— Begin DOCUMENT EXCERPT —

# Returning Windows Media Player to its normal size



## mystic54 (Oct 25, 2004)

Ever since I tried to change my Windows Media Player's skin like 6 months back, then changed it back I never got the full size WMP again. This is what it looks like alway now:


This may seem simple to fix, but after exploring WMP for about an hour still couldn't get it back to the way old way. The way I'm talking about would be with the large visualizations, being able to see my playlists, and my libraries. If you need any more info. just ask. Thanks!


----------



## mystic54 (Oct 25, 2004)

Guys, just wondering after no replies for a while, did I post this in the wrong forum or what? Should I consult other places as well as here. Just a little confused on where to go from here, thanks for any reply.


----------



## bomb #21 (Jul 1, 2005)

From your pic, the 3 buttons (caption -- fit to video -- switch to full) seem to be there (in the blue portion of the strip below the menu bar). Do they not function?

Alternatively, is there no "Full mode" option on the "View" menu?

Alternatively, does CTRL+1 do nothing for you?

hth,
bomb


----------



## mystic54 (Oct 25, 2004)

When I click the full mode button, it does nothing. Under view here is what it looks like:


I just updated to WMP 11 Beta, but still nothing changed. Thanks for the help, if you need more info please ask.


----------



## bomb #21 (Jul 1, 2005)

According to Google, "run gpedit.msc, go to User Configuration > Administrative Templates > Windows Components > Windows Media Player > User Interface, and undo the Set and Lock
Skin setting".

Cannot verify however as _I_ can't run gpedit.msc 

EDIT: I'll request moving this to "Multimedia (CD/DVD Burning, *Windows Media Player*, Codecs, etc.)"


----------



## mystic54 (Oct 25, 2004)

Yes I can't run gpedit.msc either because we both don't have xp pro, I'm guessing you have home too. Well thanks for the request. Can anybody else help me out in getting to the WMP service like bomb says without having to have xp pro.


----------

— End DOCUMENT EXCERPT —

• _GIVEN TASK 1_:
Report each line of the records that contains the string "pink". Matching is case-sensitive.
The forum thread above has no connection to the records that come after it.

— Begin RECORDS SHOWN —

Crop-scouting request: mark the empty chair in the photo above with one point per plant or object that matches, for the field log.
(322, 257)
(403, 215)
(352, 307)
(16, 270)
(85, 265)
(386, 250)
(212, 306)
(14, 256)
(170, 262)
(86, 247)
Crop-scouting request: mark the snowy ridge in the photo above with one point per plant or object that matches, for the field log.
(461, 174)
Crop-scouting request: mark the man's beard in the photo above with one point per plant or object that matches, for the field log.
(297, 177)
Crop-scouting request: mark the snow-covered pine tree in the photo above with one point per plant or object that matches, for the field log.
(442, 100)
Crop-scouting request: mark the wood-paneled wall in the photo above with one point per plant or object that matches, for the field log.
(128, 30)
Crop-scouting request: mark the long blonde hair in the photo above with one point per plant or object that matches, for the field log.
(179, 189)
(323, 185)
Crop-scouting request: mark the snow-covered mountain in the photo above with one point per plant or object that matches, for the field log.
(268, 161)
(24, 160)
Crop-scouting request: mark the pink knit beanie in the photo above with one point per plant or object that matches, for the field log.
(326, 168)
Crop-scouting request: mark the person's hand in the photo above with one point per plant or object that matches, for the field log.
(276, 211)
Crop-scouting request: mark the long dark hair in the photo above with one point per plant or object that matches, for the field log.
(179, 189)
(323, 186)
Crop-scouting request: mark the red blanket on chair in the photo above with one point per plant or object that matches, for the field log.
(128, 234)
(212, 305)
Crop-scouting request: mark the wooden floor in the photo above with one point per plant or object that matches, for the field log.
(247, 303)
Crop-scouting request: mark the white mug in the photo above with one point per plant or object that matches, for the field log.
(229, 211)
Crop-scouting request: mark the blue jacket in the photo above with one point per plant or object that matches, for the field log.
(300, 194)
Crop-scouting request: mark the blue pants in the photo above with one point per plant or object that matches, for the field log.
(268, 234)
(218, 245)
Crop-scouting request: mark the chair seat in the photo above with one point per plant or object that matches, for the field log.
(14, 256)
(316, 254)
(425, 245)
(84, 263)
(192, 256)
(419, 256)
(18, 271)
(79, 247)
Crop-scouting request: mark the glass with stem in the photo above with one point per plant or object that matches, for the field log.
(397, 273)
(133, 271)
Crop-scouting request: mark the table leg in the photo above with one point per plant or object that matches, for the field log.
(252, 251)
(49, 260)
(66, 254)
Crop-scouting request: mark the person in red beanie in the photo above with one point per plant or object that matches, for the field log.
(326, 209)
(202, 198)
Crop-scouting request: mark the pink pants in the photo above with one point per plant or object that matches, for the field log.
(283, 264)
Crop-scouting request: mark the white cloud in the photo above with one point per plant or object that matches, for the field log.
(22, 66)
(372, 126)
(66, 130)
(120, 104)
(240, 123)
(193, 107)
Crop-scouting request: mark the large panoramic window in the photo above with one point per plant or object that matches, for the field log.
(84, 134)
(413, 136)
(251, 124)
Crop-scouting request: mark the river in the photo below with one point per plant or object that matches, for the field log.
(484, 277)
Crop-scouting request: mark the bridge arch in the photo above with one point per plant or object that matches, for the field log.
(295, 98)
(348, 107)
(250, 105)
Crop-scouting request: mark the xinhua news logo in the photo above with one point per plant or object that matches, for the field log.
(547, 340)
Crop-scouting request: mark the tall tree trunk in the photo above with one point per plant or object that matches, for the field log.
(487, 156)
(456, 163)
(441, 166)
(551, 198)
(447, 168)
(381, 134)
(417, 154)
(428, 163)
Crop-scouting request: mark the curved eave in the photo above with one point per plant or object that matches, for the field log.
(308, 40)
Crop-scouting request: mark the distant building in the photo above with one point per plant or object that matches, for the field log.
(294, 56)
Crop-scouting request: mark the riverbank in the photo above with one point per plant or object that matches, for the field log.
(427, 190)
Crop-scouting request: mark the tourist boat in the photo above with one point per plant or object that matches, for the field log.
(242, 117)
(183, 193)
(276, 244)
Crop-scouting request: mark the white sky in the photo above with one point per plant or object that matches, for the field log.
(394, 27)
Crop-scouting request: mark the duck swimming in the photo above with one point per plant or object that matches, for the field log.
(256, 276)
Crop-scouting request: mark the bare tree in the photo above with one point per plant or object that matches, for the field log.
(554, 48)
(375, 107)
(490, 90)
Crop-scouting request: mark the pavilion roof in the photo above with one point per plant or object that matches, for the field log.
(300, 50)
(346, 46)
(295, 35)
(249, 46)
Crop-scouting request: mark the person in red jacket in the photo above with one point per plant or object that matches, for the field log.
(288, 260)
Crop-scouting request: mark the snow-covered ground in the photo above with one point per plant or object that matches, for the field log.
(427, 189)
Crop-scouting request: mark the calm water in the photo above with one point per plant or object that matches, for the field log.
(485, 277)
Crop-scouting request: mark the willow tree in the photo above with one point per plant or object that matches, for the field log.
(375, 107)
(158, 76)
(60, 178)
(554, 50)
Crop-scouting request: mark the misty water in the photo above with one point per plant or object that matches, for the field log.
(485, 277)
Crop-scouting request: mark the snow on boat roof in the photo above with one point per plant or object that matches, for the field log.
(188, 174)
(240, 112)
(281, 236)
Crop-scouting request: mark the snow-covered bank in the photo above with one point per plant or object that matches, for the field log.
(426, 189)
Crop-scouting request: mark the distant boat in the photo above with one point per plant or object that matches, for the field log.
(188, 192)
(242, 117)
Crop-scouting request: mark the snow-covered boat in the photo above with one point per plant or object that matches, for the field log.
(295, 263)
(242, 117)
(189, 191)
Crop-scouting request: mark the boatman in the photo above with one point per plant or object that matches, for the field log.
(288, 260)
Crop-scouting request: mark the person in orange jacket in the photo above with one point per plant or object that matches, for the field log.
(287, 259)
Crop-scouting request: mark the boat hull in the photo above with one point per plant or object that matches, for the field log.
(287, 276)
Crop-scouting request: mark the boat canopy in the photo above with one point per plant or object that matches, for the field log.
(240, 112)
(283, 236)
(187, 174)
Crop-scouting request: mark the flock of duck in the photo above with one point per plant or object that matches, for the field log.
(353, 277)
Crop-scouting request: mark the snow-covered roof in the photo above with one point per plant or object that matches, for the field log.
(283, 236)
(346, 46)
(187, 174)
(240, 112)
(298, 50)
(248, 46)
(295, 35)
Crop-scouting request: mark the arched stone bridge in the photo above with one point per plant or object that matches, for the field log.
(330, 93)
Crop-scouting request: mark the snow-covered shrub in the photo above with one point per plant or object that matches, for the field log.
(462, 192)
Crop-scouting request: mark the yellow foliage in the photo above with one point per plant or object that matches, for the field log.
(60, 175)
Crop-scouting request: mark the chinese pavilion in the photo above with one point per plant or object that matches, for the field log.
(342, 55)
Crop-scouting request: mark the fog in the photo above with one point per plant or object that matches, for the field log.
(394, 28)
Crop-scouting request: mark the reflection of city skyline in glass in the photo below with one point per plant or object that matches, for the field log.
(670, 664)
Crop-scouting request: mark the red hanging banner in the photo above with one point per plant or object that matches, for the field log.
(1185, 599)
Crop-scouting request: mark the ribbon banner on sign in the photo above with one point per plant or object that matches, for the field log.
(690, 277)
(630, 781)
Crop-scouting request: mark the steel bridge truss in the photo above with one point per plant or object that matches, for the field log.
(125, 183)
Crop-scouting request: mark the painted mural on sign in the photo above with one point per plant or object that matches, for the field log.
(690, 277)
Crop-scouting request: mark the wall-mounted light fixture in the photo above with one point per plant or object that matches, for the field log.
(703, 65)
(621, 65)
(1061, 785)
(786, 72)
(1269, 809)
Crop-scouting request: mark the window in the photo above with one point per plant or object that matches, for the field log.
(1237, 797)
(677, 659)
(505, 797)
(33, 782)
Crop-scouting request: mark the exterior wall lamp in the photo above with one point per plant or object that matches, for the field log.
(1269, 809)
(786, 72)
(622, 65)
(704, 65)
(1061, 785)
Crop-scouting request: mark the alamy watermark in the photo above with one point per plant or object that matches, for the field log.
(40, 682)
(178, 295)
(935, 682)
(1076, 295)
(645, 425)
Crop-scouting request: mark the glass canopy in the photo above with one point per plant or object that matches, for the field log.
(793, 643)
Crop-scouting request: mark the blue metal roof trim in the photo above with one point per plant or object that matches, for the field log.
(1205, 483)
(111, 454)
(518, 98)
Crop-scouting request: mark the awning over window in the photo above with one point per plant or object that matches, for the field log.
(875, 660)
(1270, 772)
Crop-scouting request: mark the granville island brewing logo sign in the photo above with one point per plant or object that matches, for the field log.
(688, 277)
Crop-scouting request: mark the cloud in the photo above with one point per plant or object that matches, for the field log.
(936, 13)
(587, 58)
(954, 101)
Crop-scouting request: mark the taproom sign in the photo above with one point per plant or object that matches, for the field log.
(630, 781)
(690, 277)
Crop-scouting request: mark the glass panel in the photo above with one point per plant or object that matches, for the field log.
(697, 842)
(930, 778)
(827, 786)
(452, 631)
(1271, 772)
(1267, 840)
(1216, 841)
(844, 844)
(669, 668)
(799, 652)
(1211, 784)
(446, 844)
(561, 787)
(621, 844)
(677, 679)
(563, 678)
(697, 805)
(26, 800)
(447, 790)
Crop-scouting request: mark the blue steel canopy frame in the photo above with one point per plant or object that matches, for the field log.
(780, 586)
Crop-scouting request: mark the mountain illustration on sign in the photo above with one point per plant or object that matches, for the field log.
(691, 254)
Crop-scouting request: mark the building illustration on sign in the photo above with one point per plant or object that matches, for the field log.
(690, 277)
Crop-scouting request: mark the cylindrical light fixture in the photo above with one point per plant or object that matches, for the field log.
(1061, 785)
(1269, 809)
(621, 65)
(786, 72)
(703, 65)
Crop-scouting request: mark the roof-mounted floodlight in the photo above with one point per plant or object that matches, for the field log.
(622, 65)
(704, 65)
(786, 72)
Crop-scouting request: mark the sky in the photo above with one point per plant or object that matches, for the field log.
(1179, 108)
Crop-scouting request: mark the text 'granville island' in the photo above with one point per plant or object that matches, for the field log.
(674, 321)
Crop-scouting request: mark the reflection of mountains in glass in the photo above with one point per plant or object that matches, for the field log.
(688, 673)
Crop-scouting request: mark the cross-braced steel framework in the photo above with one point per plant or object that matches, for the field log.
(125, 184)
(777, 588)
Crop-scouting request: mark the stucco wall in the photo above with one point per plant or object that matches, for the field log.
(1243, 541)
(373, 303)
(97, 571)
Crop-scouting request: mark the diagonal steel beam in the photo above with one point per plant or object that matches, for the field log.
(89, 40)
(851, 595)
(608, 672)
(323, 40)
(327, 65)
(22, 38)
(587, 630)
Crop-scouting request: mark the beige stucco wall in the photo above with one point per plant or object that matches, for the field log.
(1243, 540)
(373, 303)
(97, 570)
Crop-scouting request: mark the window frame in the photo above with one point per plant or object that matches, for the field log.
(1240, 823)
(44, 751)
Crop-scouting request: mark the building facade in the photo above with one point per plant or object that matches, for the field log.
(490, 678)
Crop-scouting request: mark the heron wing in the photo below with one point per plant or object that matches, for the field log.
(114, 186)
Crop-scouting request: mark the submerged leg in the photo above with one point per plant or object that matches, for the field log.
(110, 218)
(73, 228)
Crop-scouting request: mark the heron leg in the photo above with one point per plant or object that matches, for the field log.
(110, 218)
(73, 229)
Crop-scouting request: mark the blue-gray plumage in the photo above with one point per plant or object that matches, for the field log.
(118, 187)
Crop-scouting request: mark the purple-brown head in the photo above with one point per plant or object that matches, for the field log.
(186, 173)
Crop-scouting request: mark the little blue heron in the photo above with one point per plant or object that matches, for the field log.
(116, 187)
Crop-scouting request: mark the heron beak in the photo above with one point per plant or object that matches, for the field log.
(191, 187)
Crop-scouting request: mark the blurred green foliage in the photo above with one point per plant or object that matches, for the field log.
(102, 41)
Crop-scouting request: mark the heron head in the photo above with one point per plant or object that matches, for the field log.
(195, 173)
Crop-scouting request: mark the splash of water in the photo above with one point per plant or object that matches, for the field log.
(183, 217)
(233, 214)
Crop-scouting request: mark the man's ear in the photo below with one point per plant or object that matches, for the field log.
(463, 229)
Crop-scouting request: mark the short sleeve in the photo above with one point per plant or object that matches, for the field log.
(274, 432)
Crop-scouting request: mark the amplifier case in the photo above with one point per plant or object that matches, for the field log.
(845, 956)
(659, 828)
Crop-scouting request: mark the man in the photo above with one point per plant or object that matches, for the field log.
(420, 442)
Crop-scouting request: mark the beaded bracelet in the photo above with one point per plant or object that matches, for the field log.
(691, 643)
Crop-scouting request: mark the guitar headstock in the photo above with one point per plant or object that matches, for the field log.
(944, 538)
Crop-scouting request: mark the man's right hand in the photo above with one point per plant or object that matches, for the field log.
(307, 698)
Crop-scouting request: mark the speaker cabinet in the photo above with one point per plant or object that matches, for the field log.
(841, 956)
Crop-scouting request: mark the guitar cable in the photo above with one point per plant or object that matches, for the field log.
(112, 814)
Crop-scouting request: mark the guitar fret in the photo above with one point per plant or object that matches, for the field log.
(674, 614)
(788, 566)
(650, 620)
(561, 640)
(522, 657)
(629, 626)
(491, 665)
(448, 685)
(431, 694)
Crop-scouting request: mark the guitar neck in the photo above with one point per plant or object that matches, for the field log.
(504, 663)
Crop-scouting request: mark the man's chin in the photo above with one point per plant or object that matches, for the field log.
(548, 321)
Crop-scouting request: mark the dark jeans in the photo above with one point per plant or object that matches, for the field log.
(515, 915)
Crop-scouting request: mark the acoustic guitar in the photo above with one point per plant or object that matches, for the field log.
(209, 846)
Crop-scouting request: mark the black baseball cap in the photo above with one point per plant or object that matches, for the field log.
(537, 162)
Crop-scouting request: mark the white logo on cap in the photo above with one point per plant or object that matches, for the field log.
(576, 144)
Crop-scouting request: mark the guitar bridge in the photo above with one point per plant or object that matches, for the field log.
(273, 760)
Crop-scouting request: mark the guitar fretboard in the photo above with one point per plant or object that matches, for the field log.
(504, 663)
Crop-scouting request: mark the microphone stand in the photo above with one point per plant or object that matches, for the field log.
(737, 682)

— End RECORDS SHOWN —

• _GIVEN TASK 2_:
In the Windows Media Player forum thread, list in order each step of the gpedit.msc path given for reaching the Set and Lock Skin setting.

• _SOLUTION 1_:
Crop-scouting request: mark the pink knit beanie in the photo above with one point per plant or object that matches, for the field log.
Crop-scouting request: mark the pink pants in the photo above with one point per plant or object that matches, for the field log.

• _SOLUTION 2_:
1. User Configuration
2. Administrative Templates
3. Windows Components
4. Windows Media Player
5. User Interface